_EXERCISE:_
Print only the closing part of the entries. It starts at the line containing "Object class to annotate: stone church" and includes the final line, exactly as written.

_Referring expression grounding data:_
Segment Open
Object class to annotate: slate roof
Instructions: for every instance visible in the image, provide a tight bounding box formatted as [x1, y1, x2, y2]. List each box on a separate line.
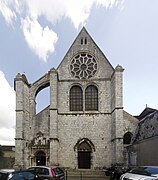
[131, 108, 158, 144]
[134, 107, 157, 120]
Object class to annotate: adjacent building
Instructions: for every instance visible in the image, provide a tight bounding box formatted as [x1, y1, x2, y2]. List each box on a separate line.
[0, 145, 15, 169]
[129, 107, 158, 166]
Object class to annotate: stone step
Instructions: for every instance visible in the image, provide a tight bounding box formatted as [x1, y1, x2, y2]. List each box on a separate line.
[65, 169, 105, 177]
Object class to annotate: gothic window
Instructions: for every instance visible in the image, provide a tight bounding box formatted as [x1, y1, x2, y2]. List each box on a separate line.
[123, 132, 133, 144]
[70, 53, 97, 79]
[70, 85, 83, 111]
[85, 85, 98, 111]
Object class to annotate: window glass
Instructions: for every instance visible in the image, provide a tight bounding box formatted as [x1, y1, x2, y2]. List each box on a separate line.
[85, 85, 98, 111]
[130, 167, 158, 176]
[54, 168, 63, 175]
[70, 86, 83, 111]
[38, 168, 49, 175]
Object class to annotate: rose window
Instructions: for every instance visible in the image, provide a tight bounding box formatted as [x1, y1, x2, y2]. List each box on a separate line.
[70, 53, 97, 79]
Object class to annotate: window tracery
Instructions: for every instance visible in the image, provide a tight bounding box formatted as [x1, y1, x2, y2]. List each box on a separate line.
[70, 53, 97, 79]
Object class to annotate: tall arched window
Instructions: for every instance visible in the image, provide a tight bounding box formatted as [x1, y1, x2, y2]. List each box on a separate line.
[85, 85, 98, 111]
[70, 85, 83, 111]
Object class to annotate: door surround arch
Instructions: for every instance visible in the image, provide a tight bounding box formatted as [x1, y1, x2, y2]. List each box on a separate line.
[74, 138, 95, 169]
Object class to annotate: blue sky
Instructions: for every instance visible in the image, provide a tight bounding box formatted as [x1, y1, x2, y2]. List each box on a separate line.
[0, 0, 158, 145]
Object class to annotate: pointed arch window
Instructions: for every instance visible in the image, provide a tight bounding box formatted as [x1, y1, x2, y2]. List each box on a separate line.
[85, 85, 98, 111]
[123, 132, 133, 144]
[70, 85, 83, 111]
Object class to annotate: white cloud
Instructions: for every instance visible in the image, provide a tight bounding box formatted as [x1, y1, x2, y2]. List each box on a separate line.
[0, 71, 15, 145]
[96, 0, 120, 8]
[25, 0, 122, 28]
[23, 0, 89, 28]
[21, 17, 58, 61]
[0, 0, 16, 25]
[0, 0, 123, 61]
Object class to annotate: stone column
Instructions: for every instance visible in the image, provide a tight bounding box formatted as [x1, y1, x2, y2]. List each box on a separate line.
[111, 65, 124, 164]
[29, 97, 36, 137]
[49, 68, 59, 166]
[14, 73, 30, 169]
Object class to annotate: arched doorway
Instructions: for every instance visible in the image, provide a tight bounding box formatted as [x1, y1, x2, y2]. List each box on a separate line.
[36, 151, 46, 166]
[78, 141, 92, 169]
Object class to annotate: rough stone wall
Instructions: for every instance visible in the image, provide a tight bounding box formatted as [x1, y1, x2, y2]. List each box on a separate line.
[58, 80, 112, 114]
[56, 78, 113, 169]
[123, 111, 138, 134]
[110, 65, 125, 164]
[14, 73, 30, 169]
[58, 114, 112, 169]
[35, 107, 50, 136]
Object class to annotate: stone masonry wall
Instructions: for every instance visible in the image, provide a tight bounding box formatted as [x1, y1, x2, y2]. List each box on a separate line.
[58, 80, 112, 114]
[58, 114, 112, 169]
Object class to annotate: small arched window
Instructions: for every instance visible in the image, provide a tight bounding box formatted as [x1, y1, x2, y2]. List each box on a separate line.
[85, 85, 98, 111]
[70, 85, 83, 111]
[81, 38, 83, 44]
[84, 37, 87, 44]
[123, 132, 133, 144]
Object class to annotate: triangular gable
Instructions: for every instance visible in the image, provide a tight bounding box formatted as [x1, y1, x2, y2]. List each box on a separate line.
[57, 27, 114, 80]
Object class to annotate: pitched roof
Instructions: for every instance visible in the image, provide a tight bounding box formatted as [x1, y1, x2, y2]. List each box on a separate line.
[134, 107, 157, 120]
[131, 109, 158, 144]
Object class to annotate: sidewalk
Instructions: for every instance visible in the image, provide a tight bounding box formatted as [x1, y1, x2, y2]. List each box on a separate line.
[64, 169, 110, 180]
[65, 176, 110, 180]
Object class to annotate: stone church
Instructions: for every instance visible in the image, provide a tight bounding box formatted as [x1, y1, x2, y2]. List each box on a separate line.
[14, 27, 137, 170]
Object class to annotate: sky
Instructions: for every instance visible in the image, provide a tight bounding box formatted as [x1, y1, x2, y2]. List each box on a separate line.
[0, 0, 158, 145]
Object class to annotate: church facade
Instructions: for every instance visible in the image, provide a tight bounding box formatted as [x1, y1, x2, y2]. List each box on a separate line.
Segment Closed
_TASK RESPONSE:_
Object class to annotate: stone church
Instructions: for every instance visible in the image, provide a tight bounding box formatted as [x1, y1, x2, y2]. List each box on a separate line.
[14, 27, 137, 170]
Object class to annotate: sky
Instructions: for every instance visible in the image, provide a tight bounding box formatted as [x1, y1, x2, y2]. List each box on a separate line.
[0, 0, 158, 145]
Object class to annotate: church facade
Instructions: for every instance visible in the image, provide a tight bounding box formatted as [x1, y1, x2, y2]. List each box on a separate line.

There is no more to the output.